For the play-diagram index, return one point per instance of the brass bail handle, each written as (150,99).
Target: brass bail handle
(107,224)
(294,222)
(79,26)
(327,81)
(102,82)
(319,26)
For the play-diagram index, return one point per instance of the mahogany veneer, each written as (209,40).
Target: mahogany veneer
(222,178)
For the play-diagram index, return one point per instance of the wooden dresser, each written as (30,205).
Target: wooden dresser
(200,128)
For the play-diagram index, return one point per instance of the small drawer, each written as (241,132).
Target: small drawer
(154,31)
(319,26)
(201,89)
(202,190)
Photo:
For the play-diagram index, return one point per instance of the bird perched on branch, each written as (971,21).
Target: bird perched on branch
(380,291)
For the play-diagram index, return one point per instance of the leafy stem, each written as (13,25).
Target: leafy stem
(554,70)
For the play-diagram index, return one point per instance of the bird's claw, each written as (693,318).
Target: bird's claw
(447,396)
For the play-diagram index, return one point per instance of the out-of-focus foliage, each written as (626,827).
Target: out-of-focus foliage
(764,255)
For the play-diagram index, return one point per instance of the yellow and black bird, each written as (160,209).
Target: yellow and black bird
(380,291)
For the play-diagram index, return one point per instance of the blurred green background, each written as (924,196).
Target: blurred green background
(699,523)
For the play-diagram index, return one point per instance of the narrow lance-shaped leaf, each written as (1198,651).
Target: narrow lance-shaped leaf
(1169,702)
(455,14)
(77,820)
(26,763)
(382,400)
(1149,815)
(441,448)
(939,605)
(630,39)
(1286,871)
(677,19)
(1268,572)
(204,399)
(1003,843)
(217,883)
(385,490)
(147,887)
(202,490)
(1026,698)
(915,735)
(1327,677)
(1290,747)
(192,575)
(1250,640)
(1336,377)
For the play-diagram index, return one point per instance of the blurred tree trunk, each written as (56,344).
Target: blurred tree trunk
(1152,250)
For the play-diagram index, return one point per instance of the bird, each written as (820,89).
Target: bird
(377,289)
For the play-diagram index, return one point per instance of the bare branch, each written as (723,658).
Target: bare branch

Action item — Please output every record exactly as it appears.

Result of this task —
For the play-diagram index, return one point per instance of the brass bail handle, each written as (150,99).
Target: brass bail handle
(107,224)
(294,222)
(79,26)
(327,81)
(102,82)
(319,26)
For the play-diagram index, return one point per instance of the mahogany veneer, each written as (209,40).
Target: mahogany veneer
(222,178)
For the play-diagram index, return one point per instance of the wooden dresser, each written as (30,205).
Target: wooden dresser
(200,128)
For the play-diagram index, return one point per instance of the small drawer, each written as (241,132).
Target: small drawer
(154,31)
(319,26)
(201,89)
(202,190)
Photo:
For the play-diagram index, return one point per instance of the bird perched on branch, each written as (971,21).
Target: bird perched on branch
(380,291)
For the play-diagram index, return one point per instance of the leafy stem, each written as (13,25).
Target: leafy stem
(554,70)
For the play-diagram index, return one point per instance of the bird's claw, each written as (693,318).
Target: bird's claw
(447,396)
For the play-diagram index, return one point per instance of the out-of-focus foliage, each written as (626,827).
Target: out-of-focus foliage
(764,255)
For the play-diagram index, return one point per instance of the yellow and black bird, each written as (160,209).
Target: yellow and black bird
(380,291)
For the play-diagram index, return one point per instance of the blurred green background, each written as (924,196).
Target: blurred green background
(699,523)
For the play-diagram index, return one point per instance of the narrow lance-shaped leaf, each written as (1198,651).
Target: narrow lance-shaped leaf
(1169,702)
(455,14)
(77,820)
(26,763)
(382,400)
(1149,815)
(441,448)
(939,605)
(630,39)
(1286,871)
(677,19)
(1268,572)
(204,399)
(1003,843)
(217,883)
(385,490)
(147,887)
(202,490)
(1026,698)
(915,735)
(1327,677)
(1290,747)
(192,575)
(1250,640)
(1336,377)
For the play-diagram index, return one point per instance of the blurred tree trunk, each written as (56,344).
Target: blurred tree trunk
(1152,250)
For the play-diagram index, return one point per instance of the bird, each written as (820,89).
Target: bird
(377,289)
For the play-diagram index, return one point per instance of the bare branch, each written as (723,658).
Target: bare branch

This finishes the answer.